Extracted records
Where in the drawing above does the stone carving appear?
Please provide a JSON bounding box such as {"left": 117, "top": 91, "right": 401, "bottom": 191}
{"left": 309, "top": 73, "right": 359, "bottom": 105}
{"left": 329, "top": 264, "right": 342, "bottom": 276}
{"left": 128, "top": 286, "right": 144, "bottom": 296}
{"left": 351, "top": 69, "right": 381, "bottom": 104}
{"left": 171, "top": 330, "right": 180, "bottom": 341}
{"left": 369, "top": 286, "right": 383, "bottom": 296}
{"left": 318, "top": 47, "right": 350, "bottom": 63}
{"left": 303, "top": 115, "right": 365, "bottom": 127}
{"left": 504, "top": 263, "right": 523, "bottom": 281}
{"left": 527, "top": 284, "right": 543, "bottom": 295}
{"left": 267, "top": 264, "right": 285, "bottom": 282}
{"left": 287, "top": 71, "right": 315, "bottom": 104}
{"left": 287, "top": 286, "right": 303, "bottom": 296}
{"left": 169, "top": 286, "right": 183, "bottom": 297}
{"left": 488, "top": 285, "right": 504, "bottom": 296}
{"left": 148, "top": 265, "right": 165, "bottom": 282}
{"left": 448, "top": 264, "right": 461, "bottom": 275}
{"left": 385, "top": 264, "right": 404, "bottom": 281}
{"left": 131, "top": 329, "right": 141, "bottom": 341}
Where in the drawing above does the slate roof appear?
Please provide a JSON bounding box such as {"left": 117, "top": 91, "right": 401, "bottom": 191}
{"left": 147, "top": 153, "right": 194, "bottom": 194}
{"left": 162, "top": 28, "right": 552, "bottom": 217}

* _Directions_
Restate the data above word for word, omitting nothing.

* _Exercise answer_
Where in the drawing above does the stone carving appear?
Please provide a JSON bounding box such as {"left": 117, "top": 91, "right": 401, "bottom": 191}
{"left": 309, "top": 73, "right": 359, "bottom": 105}
{"left": 329, "top": 264, "right": 342, "bottom": 276}
{"left": 128, "top": 286, "right": 144, "bottom": 296}
{"left": 351, "top": 69, "right": 381, "bottom": 104}
{"left": 171, "top": 330, "right": 180, "bottom": 341}
{"left": 369, "top": 286, "right": 383, "bottom": 296}
{"left": 318, "top": 47, "right": 350, "bottom": 63}
{"left": 303, "top": 115, "right": 365, "bottom": 127}
{"left": 504, "top": 263, "right": 523, "bottom": 281}
{"left": 527, "top": 284, "right": 543, "bottom": 295}
{"left": 267, "top": 264, "right": 285, "bottom": 282}
{"left": 287, "top": 71, "right": 315, "bottom": 104}
{"left": 287, "top": 286, "right": 303, "bottom": 296}
{"left": 169, "top": 286, "right": 183, "bottom": 297}
{"left": 488, "top": 285, "right": 504, "bottom": 296}
{"left": 148, "top": 265, "right": 165, "bottom": 282}
{"left": 448, "top": 264, "right": 461, "bottom": 275}
{"left": 385, "top": 264, "right": 404, "bottom": 281}
{"left": 131, "top": 329, "right": 141, "bottom": 341}
Where in the drawing above does the slate roof appear?
Please provide a JSON bounding box such as {"left": 117, "top": 91, "right": 401, "bottom": 191}
{"left": 147, "top": 153, "right": 194, "bottom": 194}
{"left": 162, "top": 28, "right": 552, "bottom": 217}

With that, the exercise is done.